►
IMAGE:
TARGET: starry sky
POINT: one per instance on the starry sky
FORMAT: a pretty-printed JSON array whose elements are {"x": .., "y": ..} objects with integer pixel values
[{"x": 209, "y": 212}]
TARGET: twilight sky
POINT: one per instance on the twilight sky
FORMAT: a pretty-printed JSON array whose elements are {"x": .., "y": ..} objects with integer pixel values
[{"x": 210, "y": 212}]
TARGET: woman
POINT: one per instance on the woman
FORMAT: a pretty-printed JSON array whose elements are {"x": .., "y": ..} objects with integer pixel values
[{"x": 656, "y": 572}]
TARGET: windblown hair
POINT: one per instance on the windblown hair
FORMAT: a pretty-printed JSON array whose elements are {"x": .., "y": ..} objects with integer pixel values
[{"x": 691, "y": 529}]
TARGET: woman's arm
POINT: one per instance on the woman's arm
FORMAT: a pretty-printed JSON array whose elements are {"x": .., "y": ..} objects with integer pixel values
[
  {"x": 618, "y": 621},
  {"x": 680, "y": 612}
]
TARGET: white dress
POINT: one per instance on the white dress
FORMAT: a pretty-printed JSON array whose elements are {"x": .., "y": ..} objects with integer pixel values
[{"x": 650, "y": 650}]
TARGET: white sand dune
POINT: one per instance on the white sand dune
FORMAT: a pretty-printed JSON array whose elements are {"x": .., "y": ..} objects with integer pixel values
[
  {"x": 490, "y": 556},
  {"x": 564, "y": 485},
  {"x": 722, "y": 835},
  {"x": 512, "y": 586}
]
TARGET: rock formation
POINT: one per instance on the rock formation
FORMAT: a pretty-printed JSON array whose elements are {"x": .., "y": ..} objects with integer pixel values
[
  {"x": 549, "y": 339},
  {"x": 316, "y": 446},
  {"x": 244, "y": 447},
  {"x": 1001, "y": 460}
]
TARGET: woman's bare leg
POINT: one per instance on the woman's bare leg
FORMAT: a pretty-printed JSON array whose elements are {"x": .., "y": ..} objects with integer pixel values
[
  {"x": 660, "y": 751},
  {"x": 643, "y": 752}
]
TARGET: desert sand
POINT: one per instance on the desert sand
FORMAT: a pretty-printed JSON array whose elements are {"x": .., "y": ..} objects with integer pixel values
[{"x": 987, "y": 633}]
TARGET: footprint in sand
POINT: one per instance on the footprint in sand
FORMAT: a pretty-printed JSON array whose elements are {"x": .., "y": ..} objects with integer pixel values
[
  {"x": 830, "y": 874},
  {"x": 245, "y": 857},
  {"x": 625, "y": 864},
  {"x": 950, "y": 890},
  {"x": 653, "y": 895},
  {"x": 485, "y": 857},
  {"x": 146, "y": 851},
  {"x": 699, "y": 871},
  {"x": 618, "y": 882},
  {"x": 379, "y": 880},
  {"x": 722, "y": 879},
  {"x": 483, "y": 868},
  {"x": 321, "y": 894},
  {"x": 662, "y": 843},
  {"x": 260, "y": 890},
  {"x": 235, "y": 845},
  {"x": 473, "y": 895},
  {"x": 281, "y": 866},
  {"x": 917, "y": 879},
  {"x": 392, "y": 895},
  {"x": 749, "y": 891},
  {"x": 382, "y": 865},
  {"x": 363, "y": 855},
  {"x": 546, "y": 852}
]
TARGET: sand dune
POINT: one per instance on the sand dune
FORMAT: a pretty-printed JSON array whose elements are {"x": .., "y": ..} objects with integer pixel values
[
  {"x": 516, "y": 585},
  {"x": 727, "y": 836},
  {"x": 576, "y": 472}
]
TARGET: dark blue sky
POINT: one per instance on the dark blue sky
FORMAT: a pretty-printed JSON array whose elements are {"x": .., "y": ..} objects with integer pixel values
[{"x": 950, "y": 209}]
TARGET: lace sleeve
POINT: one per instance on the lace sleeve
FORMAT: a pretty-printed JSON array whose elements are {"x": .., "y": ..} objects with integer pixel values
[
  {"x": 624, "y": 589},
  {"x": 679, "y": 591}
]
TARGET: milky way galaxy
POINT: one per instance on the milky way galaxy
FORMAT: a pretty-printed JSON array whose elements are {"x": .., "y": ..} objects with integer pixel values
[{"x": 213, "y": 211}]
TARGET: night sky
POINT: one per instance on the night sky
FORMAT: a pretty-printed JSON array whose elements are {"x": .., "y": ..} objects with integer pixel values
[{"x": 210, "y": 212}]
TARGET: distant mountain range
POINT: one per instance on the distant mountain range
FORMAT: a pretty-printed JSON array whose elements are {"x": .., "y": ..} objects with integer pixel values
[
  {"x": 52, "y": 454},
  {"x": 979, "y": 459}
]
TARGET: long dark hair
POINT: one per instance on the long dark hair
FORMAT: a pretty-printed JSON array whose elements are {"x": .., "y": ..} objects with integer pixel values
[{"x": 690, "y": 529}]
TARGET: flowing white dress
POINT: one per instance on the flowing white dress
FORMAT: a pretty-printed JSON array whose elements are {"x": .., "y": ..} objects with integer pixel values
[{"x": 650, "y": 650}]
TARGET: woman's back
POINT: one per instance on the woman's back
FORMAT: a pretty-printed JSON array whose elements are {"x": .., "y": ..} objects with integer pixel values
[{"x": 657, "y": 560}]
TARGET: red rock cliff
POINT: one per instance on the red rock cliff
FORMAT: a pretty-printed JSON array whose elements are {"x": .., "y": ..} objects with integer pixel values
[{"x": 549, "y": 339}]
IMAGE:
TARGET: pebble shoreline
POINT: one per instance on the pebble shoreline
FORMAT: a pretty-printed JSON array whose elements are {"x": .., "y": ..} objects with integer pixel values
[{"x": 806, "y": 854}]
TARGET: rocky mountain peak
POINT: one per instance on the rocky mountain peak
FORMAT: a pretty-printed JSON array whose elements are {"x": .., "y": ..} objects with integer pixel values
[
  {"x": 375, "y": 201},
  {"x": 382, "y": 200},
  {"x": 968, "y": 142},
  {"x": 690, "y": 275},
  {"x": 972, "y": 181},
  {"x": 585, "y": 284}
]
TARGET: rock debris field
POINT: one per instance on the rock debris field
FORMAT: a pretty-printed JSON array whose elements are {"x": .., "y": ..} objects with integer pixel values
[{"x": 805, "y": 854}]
◄
== Task directions ==
Write out every line of the material again, exactly as it reads.

== Answer to this task ==
IMAGE:
TARGET: starry sky
POINT: one per instance on the starry sky
FORMAT: a pretty-printed JSON array whose elements are {"x": .., "y": ..} objects with integer pixel values
[{"x": 209, "y": 212}]
TARGET: twilight sky
POINT: one per instance on the twilight sky
FORMAT: a pretty-printed JSON array whose elements are {"x": .., "y": ..} objects with integer pixel values
[{"x": 210, "y": 212}]
TARGET: woman
POINT: one per instance on the woman
FORMAT: a pretty-printed JSON array whose elements are {"x": .., "y": ..} objects with integer pixel values
[{"x": 656, "y": 572}]
TARGET: windblown hair
POINT: one per instance on the windblown hair
FORMAT: a pretty-printed JSON array whose elements are {"x": .., "y": ..} objects with integer pixel values
[{"x": 691, "y": 529}]
TARGET: woman's arm
POINT: one per instance on the woman's arm
FORMAT: a pretty-printed JSON array whose elements are {"x": .., "y": ..} objects with integer pixel values
[
  {"x": 618, "y": 621},
  {"x": 680, "y": 612}
]
TARGET: white dress
POINT: one per instance on the white dress
FORMAT: a pretty-printed JSON array whose elements are {"x": .., "y": ..} objects with integer pixel values
[{"x": 650, "y": 650}]
TARGET: white sand dune
POINT: one per instance on the white sand dune
FORMAT: a pretty-printed JSON array whose elements are {"x": .., "y": ..} objects with integer pixel values
[
  {"x": 490, "y": 556},
  {"x": 564, "y": 485},
  {"x": 722, "y": 835},
  {"x": 512, "y": 586}
]
TARGET: rock formation
POINT: one per instance on the rock formation
FORMAT: a pretty-printed JSON array whose elements are {"x": .., "y": ..} objects with integer pixel values
[
  {"x": 549, "y": 339},
  {"x": 316, "y": 446},
  {"x": 244, "y": 447},
  {"x": 1001, "y": 460}
]
TARGET: woman's bare leg
POINT: one per instance on the woman's bare leg
FORMAT: a pretty-printed JSON array whose elements are {"x": .., "y": ..} objects with integer pixel values
[
  {"x": 660, "y": 751},
  {"x": 643, "y": 752}
]
TARGET: desert sand
POINT: one per instance on the desert sand
FORMAT: a pretty-printed JSON array whose elements are {"x": .., "y": ..} objects with integer pixel values
[{"x": 987, "y": 633}]
TARGET: footprint in sand
POINT: one per instance on the footprint in sand
FORMAT: a pretty-printed JSON array whose elements are {"x": .., "y": ..} objects with integer pixel values
[
  {"x": 830, "y": 874},
  {"x": 245, "y": 857},
  {"x": 625, "y": 864},
  {"x": 950, "y": 890},
  {"x": 653, "y": 895},
  {"x": 485, "y": 857},
  {"x": 146, "y": 851},
  {"x": 699, "y": 871},
  {"x": 618, "y": 882},
  {"x": 379, "y": 880},
  {"x": 722, "y": 879},
  {"x": 483, "y": 868},
  {"x": 321, "y": 894},
  {"x": 662, "y": 843},
  {"x": 260, "y": 890},
  {"x": 235, "y": 845},
  {"x": 473, "y": 895},
  {"x": 281, "y": 866},
  {"x": 917, "y": 879},
  {"x": 392, "y": 895},
  {"x": 749, "y": 891},
  {"x": 382, "y": 865},
  {"x": 363, "y": 855},
  {"x": 546, "y": 852}
]
TARGET: sand dune
POINT: one per instance on the sand dune
FORMAT: a pretty-printed JSON array whose elements are {"x": .., "y": ..} objects with integer pixel values
[
  {"x": 516, "y": 585},
  {"x": 727, "y": 836},
  {"x": 576, "y": 472}
]
TARGET: dark blue sky
POINT: one per instance on the dark blue sky
FORMAT: a pretty-printed JSON array whose elements are {"x": .., "y": ..} objects with integer pixel values
[{"x": 950, "y": 209}]
TARGET: lace sleeve
POINT: one per instance on the lace sleeve
FORMAT: a pretty-printed JSON array whose elements are {"x": .., "y": ..} objects with integer pixel values
[
  {"x": 624, "y": 589},
  {"x": 679, "y": 591}
]
TARGET: milky way galaxy
POINT: one per instance on the milky way galaxy
FORMAT: a pretty-printed JSON array whose elements are {"x": .., "y": ..} objects with integer pixel values
[{"x": 213, "y": 211}]
TARGET: night sky
POINT: one per instance on the night sky
FORMAT: a pretty-printed JSON array whose elements are {"x": .., "y": ..} objects with integer pixel values
[{"x": 210, "y": 212}]
TARGET: distant mountain range
POINT: one per instance on the distant mountain range
FORMAT: a pretty-printed JSON array whose elements are {"x": .., "y": ..} objects with integer pixel values
[
  {"x": 52, "y": 454},
  {"x": 979, "y": 459}
]
TARGET: long dark hair
POINT: one per instance on the long dark hair
FORMAT: a pretty-printed JSON array whose elements are {"x": .., "y": ..} objects with integer pixel values
[{"x": 690, "y": 529}]
TARGET: flowing white dress
POINT: one per instance on the flowing white dress
FORMAT: a pretty-printed JSON array whose elements are {"x": .., "y": ..} objects with integer pixel values
[{"x": 650, "y": 650}]
TARGET: woman's back
POINT: one per instance on the woman's back
FORMAT: a pretty-printed JSON array whose elements are {"x": .., "y": ..} objects with integer pixel values
[{"x": 657, "y": 560}]
TARGET: red rock cliff
POINT: one per instance on the red rock cliff
FORMAT: a pretty-printed JSON array whose elements are {"x": .., "y": ..} objects with integer pixel values
[{"x": 549, "y": 339}]
IMAGE:
TARGET: pebble shoreline
POINT: one per instance on the pebble shoreline
FORMAT: a pretty-printed JSON array whose elements are {"x": .., "y": ..} objects with integer pixel values
[{"x": 806, "y": 854}]
TARGET: rocky mountain peak
POINT: one per instance on the rocky mountain peak
FORMAT: a pretty-printed JSON array whose elements are {"x": .., "y": ..} objects with integer pixel values
[
  {"x": 375, "y": 201},
  {"x": 382, "y": 200},
  {"x": 968, "y": 142},
  {"x": 690, "y": 275},
  {"x": 972, "y": 181},
  {"x": 585, "y": 284}
]
TARGET: rock debris field
POINT: one per instance on the rock debris field
FORMAT: a pretty-printed JSON array whose elements are {"x": .., "y": ..} objects with integer pixel values
[{"x": 805, "y": 854}]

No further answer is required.